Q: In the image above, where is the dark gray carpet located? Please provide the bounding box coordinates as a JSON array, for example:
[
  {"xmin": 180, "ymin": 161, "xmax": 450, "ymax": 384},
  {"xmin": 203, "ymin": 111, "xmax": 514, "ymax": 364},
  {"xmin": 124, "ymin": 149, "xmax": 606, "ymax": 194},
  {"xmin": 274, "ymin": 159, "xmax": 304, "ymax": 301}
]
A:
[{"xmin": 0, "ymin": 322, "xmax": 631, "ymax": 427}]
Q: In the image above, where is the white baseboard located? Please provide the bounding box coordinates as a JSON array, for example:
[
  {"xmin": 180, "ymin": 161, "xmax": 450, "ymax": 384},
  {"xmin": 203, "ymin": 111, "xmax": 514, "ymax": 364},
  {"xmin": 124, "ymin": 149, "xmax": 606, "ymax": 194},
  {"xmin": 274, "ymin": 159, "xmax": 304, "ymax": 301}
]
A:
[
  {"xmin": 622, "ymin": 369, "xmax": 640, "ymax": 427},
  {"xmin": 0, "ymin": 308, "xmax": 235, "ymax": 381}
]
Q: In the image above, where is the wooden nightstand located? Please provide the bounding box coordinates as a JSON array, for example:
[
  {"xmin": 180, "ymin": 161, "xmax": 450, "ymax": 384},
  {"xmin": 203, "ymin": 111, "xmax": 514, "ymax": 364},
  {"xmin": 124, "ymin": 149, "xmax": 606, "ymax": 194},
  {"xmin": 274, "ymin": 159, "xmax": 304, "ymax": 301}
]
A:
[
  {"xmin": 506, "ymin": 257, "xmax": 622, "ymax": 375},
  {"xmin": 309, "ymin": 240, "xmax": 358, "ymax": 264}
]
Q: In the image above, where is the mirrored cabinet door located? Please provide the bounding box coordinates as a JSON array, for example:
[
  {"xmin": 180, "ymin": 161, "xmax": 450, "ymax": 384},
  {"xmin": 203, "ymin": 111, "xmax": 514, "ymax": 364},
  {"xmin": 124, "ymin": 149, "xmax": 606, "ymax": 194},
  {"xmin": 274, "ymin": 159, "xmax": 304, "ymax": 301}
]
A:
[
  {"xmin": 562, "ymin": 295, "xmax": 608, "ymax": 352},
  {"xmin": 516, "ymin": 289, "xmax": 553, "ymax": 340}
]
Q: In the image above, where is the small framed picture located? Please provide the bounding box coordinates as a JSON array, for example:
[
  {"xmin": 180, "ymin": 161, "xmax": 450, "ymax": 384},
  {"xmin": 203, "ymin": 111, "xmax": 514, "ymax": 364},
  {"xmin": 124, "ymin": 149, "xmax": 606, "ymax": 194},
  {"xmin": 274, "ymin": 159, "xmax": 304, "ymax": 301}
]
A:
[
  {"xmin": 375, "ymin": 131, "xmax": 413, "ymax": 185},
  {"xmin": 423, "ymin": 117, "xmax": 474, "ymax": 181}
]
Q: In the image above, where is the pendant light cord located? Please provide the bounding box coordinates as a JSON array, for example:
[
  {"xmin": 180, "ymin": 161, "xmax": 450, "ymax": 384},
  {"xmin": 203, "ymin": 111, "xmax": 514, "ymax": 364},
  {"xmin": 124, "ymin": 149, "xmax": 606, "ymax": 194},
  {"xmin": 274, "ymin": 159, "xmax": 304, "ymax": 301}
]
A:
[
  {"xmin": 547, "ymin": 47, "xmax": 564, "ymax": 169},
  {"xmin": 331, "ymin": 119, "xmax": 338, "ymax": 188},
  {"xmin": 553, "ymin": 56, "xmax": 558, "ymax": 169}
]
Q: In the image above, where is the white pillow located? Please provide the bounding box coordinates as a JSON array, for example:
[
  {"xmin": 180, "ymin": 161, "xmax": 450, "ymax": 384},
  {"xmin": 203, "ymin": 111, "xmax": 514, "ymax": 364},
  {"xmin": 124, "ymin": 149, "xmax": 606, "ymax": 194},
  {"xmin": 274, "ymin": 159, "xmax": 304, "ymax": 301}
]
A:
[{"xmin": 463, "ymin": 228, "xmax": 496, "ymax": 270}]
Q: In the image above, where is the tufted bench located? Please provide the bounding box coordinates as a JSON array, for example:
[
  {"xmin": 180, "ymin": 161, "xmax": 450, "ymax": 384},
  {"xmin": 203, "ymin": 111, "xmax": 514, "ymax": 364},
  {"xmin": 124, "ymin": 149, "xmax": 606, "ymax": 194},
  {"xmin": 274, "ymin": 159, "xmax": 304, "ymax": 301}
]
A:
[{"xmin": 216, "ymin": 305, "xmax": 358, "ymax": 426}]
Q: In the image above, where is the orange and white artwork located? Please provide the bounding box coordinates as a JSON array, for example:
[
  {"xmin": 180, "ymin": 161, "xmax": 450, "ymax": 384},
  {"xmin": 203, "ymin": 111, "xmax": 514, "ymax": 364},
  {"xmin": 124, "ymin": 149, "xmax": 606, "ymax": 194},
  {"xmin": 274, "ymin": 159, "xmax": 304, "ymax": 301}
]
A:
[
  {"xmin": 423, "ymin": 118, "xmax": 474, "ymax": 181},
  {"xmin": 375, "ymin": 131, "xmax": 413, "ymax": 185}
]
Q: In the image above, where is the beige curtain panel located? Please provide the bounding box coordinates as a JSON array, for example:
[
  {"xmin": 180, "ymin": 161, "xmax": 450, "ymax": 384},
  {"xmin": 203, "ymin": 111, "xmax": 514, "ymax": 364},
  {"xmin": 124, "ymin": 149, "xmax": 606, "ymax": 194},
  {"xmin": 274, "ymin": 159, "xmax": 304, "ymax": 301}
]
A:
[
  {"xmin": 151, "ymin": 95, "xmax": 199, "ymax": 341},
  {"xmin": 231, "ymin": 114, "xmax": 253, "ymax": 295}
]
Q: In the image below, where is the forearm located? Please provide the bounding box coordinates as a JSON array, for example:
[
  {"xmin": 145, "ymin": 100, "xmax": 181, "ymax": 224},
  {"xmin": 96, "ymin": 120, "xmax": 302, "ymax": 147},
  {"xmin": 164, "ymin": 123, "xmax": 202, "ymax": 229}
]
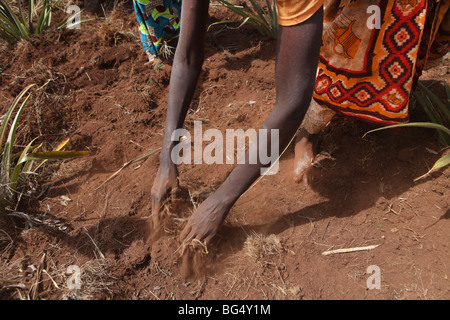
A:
[
  {"xmin": 160, "ymin": 0, "xmax": 209, "ymax": 161},
  {"xmin": 212, "ymin": 10, "xmax": 323, "ymax": 207}
]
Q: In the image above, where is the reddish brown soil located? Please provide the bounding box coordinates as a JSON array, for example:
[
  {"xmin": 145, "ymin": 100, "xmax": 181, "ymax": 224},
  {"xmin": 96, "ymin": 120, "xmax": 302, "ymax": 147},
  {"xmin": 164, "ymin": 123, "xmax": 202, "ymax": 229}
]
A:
[{"xmin": 0, "ymin": 1, "xmax": 450, "ymax": 300}]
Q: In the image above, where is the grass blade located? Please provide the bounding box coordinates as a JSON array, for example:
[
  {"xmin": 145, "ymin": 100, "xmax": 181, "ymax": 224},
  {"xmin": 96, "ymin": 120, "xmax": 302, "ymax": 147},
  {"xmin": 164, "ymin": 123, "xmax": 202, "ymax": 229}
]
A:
[
  {"xmin": 22, "ymin": 151, "xmax": 89, "ymax": 161},
  {"xmin": 1, "ymin": 93, "xmax": 31, "ymax": 185},
  {"xmin": 363, "ymin": 122, "xmax": 450, "ymax": 138},
  {"xmin": 0, "ymin": 84, "xmax": 35, "ymax": 147}
]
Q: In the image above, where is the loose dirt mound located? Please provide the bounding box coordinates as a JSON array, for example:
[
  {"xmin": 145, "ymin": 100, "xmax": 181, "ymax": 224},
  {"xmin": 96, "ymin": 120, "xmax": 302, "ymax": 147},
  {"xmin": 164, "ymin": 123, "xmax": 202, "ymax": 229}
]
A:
[{"xmin": 0, "ymin": 1, "xmax": 450, "ymax": 299}]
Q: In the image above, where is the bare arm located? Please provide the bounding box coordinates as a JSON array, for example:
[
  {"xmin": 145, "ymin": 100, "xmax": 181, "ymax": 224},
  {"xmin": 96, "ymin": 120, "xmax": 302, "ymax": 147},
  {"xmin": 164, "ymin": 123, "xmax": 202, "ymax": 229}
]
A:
[
  {"xmin": 152, "ymin": 0, "xmax": 209, "ymax": 217},
  {"xmin": 181, "ymin": 9, "xmax": 323, "ymax": 243}
]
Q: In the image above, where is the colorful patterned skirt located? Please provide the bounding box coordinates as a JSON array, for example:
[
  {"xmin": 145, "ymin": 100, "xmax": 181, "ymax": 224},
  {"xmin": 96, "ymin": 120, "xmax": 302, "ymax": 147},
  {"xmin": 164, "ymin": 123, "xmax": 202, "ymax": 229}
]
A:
[
  {"xmin": 133, "ymin": 0, "xmax": 181, "ymax": 61},
  {"xmin": 305, "ymin": 0, "xmax": 450, "ymax": 127}
]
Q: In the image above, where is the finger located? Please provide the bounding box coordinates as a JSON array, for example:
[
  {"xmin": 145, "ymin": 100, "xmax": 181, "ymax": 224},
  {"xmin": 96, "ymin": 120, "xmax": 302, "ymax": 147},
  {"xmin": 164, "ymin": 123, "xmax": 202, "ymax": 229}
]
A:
[
  {"xmin": 204, "ymin": 234, "xmax": 214, "ymax": 247},
  {"xmin": 180, "ymin": 222, "xmax": 194, "ymax": 242}
]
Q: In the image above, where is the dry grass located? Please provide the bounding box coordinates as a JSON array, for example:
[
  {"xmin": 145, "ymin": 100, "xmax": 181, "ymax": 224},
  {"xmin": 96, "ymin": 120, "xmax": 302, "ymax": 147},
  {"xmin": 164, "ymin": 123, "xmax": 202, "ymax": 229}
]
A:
[
  {"xmin": 61, "ymin": 259, "xmax": 114, "ymax": 300},
  {"xmin": 244, "ymin": 232, "xmax": 284, "ymax": 261}
]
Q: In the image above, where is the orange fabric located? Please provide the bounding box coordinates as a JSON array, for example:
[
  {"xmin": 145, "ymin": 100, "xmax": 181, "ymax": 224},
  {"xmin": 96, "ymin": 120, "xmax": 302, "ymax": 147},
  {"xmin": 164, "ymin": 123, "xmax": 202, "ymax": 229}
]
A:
※
Description of the task: Look above for the line containing "Q: In the image above, where is the orange fabric", then transcribe it and all lines after it through the last, exactly and with nothing else.

Answer to this problem:
Q: In the image above, where is the orange fabric located? Please provide the bounding box coordinates as a JSON array, for example:
[
  {"xmin": 145, "ymin": 100, "xmax": 181, "ymax": 224},
  {"xmin": 96, "ymin": 120, "xmax": 302, "ymax": 147},
  {"xmin": 164, "ymin": 123, "xmax": 202, "ymax": 229}
]
A:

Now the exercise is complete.